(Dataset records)
= = = = = = =

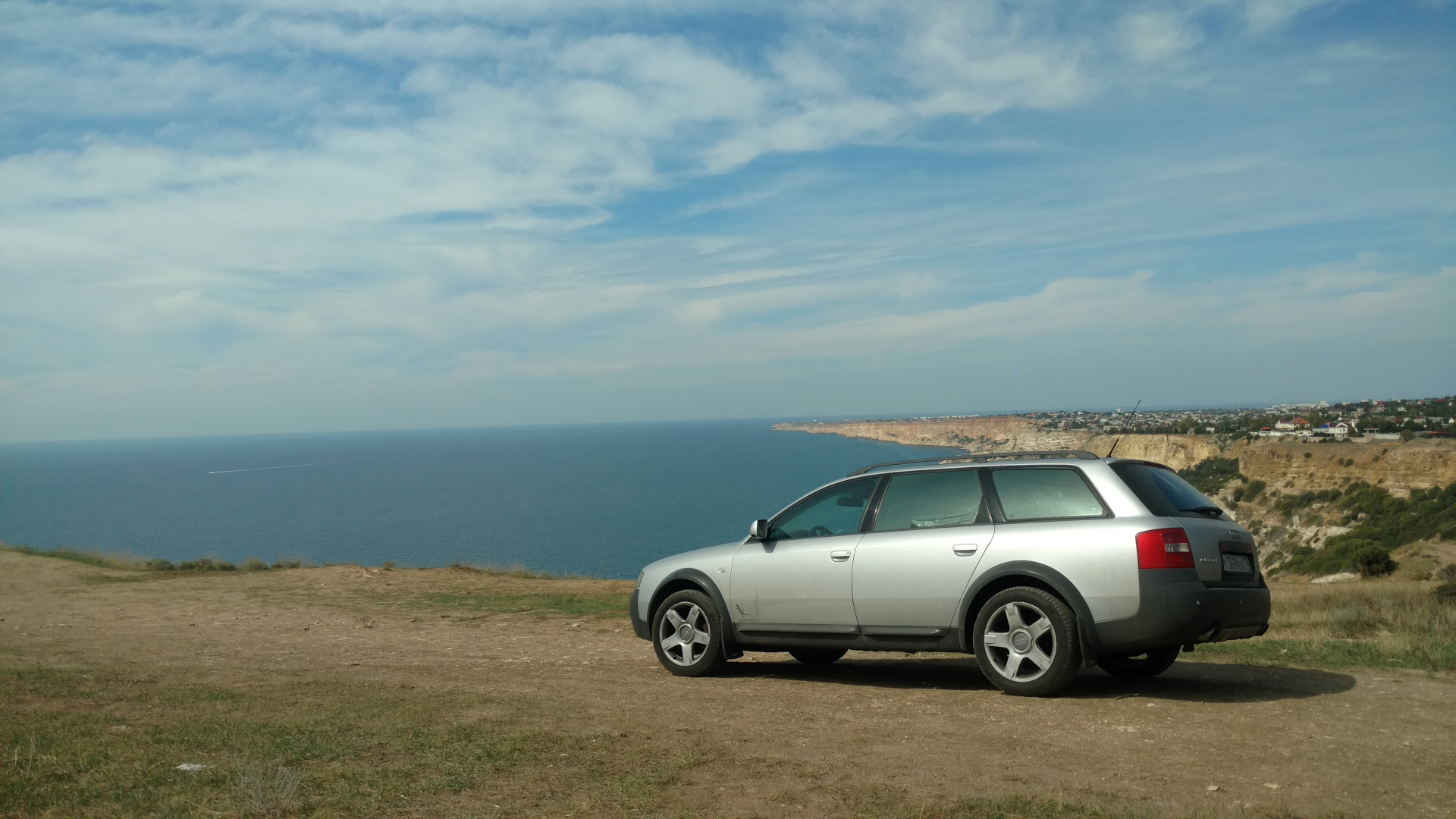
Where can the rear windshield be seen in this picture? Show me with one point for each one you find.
(1161, 490)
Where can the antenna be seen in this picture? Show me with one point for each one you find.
(1120, 435)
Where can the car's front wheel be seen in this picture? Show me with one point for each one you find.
(1147, 664)
(1027, 642)
(688, 634)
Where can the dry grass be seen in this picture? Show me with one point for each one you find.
(267, 790)
(1372, 623)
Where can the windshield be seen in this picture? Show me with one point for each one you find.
(1161, 490)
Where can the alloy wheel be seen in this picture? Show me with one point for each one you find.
(1021, 642)
(685, 632)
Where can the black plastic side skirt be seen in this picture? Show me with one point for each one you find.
(750, 639)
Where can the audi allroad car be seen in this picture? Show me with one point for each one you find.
(1036, 563)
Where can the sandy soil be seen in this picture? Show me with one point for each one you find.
(1366, 742)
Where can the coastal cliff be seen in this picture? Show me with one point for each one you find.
(1397, 465)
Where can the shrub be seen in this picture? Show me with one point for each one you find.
(1212, 474)
(267, 790)
(1372, 560)
(206, 564)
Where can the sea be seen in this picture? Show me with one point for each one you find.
(592, 499)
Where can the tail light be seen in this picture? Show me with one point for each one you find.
(1164, 548)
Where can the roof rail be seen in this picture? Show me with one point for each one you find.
(982, 458)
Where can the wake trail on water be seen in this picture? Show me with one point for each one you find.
(261, 468)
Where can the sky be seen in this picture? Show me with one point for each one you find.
(312, 215)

= = = = = = =

> [EXERCISE GOAL]
Render the lines of the records above as a numbered list, starting at the line that contains "Where can the sky" and ending at the final line of the records. Leave out any blank lines.

> [SOLVED EXERCISE]
1. Where can the sky be seen in this picture? Show me with one point for each one you find.
2. (312, 215)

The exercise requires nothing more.